--- START ---

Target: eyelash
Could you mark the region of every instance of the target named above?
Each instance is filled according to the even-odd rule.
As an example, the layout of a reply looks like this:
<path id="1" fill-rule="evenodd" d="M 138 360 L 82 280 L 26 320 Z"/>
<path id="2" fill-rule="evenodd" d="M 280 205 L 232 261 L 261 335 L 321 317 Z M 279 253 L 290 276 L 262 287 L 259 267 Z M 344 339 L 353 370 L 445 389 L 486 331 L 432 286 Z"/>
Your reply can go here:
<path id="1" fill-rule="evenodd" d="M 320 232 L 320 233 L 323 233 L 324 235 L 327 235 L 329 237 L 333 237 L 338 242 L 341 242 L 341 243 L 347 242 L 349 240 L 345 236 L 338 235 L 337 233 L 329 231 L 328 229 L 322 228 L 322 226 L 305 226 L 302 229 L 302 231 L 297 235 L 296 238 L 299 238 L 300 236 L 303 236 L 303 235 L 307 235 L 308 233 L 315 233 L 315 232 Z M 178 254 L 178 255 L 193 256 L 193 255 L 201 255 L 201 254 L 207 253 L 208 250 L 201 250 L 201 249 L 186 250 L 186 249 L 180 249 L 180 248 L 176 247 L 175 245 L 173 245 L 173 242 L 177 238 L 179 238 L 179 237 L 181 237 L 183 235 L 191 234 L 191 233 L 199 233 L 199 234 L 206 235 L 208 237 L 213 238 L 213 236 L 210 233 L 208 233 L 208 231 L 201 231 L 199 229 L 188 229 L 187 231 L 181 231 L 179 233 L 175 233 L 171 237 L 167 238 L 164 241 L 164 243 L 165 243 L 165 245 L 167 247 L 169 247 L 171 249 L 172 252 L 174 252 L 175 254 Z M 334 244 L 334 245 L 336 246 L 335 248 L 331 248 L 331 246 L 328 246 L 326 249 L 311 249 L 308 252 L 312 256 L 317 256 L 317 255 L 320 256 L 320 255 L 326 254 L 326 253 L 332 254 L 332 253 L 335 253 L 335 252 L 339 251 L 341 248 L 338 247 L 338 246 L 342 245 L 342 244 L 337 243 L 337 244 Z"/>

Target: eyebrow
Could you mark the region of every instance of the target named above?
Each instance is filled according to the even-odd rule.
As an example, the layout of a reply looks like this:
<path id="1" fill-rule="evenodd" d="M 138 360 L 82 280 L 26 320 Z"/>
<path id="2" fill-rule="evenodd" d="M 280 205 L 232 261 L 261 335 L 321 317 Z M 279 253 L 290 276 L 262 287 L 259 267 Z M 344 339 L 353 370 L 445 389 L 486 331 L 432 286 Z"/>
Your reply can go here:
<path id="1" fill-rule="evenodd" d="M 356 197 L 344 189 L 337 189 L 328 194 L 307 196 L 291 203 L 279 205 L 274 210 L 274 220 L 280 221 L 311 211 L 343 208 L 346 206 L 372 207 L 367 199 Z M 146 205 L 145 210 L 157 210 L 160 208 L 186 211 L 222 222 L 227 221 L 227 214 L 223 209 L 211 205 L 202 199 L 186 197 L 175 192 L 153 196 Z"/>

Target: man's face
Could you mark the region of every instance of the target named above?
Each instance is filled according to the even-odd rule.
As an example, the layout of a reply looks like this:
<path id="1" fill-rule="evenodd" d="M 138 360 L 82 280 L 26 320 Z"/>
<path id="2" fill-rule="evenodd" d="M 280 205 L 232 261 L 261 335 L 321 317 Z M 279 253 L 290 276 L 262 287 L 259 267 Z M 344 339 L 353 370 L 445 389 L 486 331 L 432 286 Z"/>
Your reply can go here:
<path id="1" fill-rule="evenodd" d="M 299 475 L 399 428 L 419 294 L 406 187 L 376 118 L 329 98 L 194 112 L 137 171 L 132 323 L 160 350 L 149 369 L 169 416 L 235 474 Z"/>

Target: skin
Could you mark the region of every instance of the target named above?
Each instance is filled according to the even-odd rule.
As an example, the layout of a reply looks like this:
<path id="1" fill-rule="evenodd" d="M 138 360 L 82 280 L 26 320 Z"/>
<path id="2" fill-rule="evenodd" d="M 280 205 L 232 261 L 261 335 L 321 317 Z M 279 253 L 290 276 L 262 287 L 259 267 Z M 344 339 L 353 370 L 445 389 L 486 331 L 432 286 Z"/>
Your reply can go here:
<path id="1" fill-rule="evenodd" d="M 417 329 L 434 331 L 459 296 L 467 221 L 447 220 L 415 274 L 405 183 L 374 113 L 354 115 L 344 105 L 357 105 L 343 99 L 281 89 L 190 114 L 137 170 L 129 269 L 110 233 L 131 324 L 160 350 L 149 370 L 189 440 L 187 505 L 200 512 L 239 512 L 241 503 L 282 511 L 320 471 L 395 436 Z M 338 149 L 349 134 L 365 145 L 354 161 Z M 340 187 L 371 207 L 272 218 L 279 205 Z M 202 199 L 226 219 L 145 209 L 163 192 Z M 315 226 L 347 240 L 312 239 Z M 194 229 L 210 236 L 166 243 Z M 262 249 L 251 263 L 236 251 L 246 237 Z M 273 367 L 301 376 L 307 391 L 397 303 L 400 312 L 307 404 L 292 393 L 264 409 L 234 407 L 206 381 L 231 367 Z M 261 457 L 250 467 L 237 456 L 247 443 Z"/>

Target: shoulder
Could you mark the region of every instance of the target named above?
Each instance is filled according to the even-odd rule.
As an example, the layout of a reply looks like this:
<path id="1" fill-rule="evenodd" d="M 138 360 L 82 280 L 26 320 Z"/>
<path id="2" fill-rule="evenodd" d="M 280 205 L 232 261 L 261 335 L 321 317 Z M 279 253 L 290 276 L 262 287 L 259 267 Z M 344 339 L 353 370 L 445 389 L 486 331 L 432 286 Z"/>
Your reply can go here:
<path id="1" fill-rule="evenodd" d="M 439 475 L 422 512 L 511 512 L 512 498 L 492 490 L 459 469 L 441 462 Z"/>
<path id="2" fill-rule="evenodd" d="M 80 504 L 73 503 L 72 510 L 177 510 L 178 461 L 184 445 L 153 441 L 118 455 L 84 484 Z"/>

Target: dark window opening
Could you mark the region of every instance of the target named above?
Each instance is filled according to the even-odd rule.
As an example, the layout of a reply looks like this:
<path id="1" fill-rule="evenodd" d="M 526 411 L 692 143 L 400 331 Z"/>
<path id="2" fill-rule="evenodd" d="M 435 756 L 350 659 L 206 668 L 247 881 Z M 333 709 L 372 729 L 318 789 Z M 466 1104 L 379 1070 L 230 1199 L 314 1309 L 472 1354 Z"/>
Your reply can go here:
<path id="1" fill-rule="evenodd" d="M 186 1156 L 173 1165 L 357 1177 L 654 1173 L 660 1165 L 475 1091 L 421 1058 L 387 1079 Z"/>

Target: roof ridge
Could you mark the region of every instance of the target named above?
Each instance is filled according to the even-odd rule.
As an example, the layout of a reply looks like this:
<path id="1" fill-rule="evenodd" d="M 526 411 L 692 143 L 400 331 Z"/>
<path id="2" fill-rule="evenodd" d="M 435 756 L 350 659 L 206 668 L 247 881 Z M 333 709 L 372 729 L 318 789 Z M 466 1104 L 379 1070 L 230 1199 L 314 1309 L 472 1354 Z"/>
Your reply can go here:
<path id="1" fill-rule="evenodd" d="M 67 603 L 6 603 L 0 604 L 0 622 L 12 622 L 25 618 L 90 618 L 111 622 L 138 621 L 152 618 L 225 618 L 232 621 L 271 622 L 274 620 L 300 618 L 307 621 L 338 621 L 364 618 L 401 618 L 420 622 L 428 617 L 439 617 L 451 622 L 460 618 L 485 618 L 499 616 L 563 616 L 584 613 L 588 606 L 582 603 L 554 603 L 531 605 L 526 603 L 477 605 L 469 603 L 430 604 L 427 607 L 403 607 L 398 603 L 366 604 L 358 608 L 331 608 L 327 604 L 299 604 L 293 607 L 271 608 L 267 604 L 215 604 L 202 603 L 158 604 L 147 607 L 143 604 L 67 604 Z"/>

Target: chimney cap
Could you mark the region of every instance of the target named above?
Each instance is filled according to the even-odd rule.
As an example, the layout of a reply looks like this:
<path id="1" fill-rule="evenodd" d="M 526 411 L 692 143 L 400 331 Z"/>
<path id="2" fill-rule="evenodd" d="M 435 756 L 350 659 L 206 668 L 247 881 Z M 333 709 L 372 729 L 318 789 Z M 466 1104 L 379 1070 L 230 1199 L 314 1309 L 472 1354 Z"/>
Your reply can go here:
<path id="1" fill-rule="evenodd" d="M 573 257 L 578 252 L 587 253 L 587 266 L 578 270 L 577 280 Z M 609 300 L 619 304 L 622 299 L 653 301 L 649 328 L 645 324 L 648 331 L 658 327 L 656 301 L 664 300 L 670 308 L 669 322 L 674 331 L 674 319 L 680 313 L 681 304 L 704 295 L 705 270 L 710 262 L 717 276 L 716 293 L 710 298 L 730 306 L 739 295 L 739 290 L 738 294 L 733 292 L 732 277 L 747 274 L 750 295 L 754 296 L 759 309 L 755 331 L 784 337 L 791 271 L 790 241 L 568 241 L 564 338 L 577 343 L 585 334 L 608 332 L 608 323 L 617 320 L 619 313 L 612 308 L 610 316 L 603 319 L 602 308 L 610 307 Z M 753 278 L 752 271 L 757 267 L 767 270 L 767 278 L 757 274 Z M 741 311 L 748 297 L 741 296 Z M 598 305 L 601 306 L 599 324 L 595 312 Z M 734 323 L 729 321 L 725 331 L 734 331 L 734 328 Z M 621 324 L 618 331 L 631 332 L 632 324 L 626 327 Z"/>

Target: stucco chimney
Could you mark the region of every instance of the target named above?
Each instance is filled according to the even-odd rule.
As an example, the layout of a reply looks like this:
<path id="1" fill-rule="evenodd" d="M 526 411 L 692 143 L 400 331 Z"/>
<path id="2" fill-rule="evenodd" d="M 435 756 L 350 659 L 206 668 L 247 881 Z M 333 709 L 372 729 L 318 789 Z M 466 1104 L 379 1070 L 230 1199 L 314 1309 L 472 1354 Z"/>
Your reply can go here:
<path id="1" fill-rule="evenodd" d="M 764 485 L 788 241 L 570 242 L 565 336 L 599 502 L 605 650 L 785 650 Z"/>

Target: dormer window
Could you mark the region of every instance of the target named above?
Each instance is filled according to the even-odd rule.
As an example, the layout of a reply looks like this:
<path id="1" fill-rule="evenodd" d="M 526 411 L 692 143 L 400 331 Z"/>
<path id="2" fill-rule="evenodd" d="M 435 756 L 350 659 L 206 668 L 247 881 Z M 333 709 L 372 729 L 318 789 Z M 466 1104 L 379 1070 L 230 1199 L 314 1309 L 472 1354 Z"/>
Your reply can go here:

--- END ---

| Work to be completed |
Counting only lines that contain the string "window", how many are there in the data above? Give the number alone.

| Exercise response |
2